PROBLEM STATEMENT: Report each line of the entries below that contains the string "water", copying every such line in full. Matches are case-sensitive.

┌─ EXTRACTED DATA

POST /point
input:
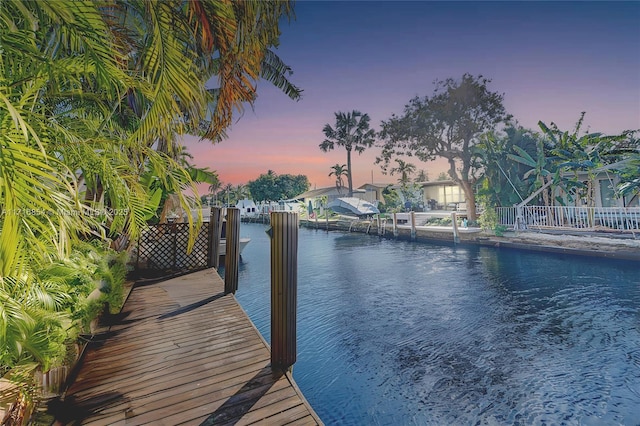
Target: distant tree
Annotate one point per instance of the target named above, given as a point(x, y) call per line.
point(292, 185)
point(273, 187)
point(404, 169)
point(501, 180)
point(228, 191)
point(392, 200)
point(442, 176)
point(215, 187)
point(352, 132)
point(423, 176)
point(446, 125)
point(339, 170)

└─
┌─ EXTRACTED DATA

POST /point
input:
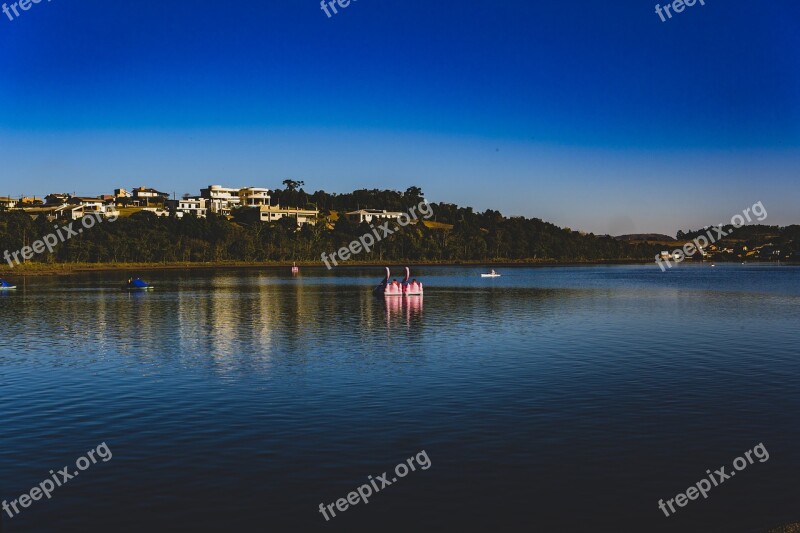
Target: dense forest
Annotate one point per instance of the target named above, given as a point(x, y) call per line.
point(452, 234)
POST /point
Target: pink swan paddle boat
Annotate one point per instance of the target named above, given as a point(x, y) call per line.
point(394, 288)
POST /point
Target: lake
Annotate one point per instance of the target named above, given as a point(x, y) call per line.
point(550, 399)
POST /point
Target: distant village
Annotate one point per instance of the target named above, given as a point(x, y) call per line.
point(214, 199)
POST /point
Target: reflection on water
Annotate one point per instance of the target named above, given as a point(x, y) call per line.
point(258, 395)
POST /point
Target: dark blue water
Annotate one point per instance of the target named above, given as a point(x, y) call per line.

└─
┌─ EXTRACTED DATA

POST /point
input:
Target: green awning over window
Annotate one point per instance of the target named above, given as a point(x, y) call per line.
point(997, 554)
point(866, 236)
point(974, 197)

└─

FINISHED TASK:
Target: reflection on water
Target: dark blue water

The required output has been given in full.